[AVAILABLE DATA]
****************
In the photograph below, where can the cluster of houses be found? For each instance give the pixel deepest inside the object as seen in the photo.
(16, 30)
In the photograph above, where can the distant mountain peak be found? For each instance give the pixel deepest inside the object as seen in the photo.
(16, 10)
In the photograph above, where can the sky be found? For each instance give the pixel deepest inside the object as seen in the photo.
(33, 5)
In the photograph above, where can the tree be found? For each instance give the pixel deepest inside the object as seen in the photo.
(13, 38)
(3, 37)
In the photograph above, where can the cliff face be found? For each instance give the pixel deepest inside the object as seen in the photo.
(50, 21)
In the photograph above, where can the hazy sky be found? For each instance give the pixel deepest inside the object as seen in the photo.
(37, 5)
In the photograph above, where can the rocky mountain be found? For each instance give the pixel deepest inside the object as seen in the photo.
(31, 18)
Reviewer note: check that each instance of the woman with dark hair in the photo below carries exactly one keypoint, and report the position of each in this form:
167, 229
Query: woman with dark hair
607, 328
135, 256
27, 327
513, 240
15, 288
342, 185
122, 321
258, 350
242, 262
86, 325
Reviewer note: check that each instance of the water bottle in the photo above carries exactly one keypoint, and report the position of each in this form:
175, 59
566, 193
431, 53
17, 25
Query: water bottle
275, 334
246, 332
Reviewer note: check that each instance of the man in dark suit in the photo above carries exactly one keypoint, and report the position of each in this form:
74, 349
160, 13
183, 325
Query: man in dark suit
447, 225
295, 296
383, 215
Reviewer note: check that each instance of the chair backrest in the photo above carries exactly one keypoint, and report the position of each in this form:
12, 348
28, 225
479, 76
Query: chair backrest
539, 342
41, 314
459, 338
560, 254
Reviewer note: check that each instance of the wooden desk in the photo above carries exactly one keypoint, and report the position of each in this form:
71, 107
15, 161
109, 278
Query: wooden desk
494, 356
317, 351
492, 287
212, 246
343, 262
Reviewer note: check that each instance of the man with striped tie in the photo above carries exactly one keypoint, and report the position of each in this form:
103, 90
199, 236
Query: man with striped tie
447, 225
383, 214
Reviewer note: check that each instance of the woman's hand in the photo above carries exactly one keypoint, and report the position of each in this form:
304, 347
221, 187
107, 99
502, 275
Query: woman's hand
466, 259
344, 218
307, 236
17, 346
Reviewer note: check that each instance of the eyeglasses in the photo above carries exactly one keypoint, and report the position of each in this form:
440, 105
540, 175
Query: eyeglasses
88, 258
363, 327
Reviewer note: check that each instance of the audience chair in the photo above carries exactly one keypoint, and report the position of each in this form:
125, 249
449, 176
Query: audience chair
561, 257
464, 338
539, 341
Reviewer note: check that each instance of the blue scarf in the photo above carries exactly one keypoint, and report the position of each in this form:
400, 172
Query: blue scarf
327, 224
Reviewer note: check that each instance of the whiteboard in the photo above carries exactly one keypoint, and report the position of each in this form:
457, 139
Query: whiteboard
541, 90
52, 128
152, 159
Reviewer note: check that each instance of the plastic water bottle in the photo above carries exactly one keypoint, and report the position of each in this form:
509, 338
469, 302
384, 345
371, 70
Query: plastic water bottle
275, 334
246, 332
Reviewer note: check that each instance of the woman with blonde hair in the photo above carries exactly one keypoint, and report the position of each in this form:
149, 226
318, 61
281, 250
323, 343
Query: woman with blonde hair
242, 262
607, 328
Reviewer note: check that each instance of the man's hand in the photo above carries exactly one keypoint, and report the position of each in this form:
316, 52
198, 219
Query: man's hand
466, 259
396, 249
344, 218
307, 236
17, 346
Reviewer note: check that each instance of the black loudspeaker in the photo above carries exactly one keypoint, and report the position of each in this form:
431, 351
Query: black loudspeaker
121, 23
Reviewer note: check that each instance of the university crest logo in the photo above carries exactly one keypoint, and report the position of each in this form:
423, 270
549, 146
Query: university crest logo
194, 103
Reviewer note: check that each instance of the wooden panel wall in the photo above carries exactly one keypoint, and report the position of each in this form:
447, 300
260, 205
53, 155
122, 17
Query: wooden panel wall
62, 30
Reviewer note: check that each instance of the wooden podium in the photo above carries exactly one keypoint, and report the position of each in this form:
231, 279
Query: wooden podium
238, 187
****************
[EXERCISE AIM]
Every line above should be written out again exactly as it stands.

[RESULT OF THIS TASK]
In the photograph below, where can the cluster of houses be found? For each instance give the pixel deepest inside the object as seen in the photo.
(16, 30)
In the photograph above, where can the distant mountain peak be found? For each instance give the pixel deepest inside the object as seen in the photo.
(16, 10)
In the photograph above, where can the sky be found? For each instance give the pixel deepest inside the object as seen in the photo.
(33, 5)
In the photograph above, where can the tree be found? For each instance give the pixel deepest inside the object as seen in the photo.
(13, 38)
(3, 37)
In the photograph above, where can the cliff face be found? For each instance give the pixel deepest inside the object as seen in the photo.
(50, 21)
In the photograph above, where can the hazy sky be found? For each instance give the pixel deepest inside the object as seen in the photo.
(37, 5)
In the photograph above, where can the rocky mountain be found? For each instance give the pixel deepest inside the object as seen in the photo.
(31, 18)
Reviewer note: check that each instance of the woman with dark hair in the photo below carries exactly one keypoint, and report the position of each in this form:
167, 229
Query: woman with dark hair
607, 328
135, 256
27, 327
513, 240
15, 288
342, 185
122, 321
258, 350
242, 262
86, 325
Reviewer note: check that each instance of the water bottle in the photo above carries exactly one keypoint, and report the position of each in this form:
175, 59
566, 193
431, 53
17, 25
Query: water bottle
275, 334
246, 332
Reviewer note: check that each instance of the man in dark suit in the photo above carries exactly one keypoint, and report the position of each in this form:
74, 349
160, 13
183, 325
Query: man in dark suit
447, 225
295, 296
383, 215
Reviewer note: check that each instance of the chair backrest in the photo above carries exactly one keypoint, and report the position of each in this form:
12, 348
28, 225
479, 76
Query: chair backrest
539, 342
41, 314
459, 338
560, 254
Reviewer note: check that each instance of the wooden desk in the photo above carries exactly one keypoint, and report the position of each in this form:
71, 107
15, 161
109, 278
Query: wooden desk
494, 356
317, 351
492, 287
212, 246
343, 262
Reviewer note: check that each instance of the man with striped tie in the photo above carries exactly one keypoint, and report the position of each in this form:
103, 90
199, 236
Query: man with striped tie
447, 225
383, 214
Reviewer note: check that each instance of the woman's hand in the photo above carries exactly one keypoint, and report the position of each in this form:
304, 347
221, 187
107, 99
502, 275
Query: woman's hand
466, 259
344, 218
307, 236
17, 346
Reviewer note: check that each instance of the eyeglasses in the photo above carries exactly one keypoint, and report the position of each in this form:
440, 105
540, 175
Query: eyeglasses
88, 258
363, 327
Reviewer note: check that each instance of the audience chair in the photo above carries exactly one keypoint, and report the position of each in this form:
125, 249
449, 176
Query: audience chair
561, 257
464, 338
539, 341
Reviewer note: check that each instance of the blue scarf in the photo above carries exactly one keypoint, and report the position of each in this form:
400, 172
Query: blue scarf
327, 224
Reviewer note: check that each instance of the whiteboard in the photo above carries exactly one keypoint, and report the position of each in this form:
457, 139
Query: whiteboard
541, 90
52, 128
152, 159
Reviewer note: check that each instance of the plastic water bottle in the photo above carries exactly one keypoint, and report the position of each in this form:
509, 338
469, 302
384, 345
371, 70
Query: plastic water bottle
275, 334
246, 332
Reviewer note: check that each instance of the woman with blonde hair in the photo above carries exactly one keypoint, and report the position of each in this form:
149, 226
318, 61
281, 250
323, 343
Query: woman with blonde hair
242, 262
607, 328
Reviewer note: check that each instance of the man's hand in the photo above carries exactly one keypoint, and report the position of each in this form:
316, 52
198, 219
Query: man's hand
466, 259
396, 249
344, 218
307, 236
17, 346
Reviewer note: check that each instance of the black loudspeaker in the photo above carries exactly one keypoint, and report the position of each in this form:
431, 351
Query: black loudspeaker
121, 23
Reviewer note: check that each instance of the university crest logo in the photo above carries exactly one keypoint, and report the position of each in this form:
423, 270
549, 146
Query: university crest logo
194, 103
Reviewer note: check that each instance of the wooden panel wall in the photo above carries exactly one keypoint, and report the position of each in this form:
447, 300
260, 205
53, 155
122, 17
Query: wooden panel wall
62, 30
Reviewer note: check that each instance of the wooden podium in the photo above carries exactly one keypoint, and report the position of each in this form:
231, 279
Query: wooden podium
238, 187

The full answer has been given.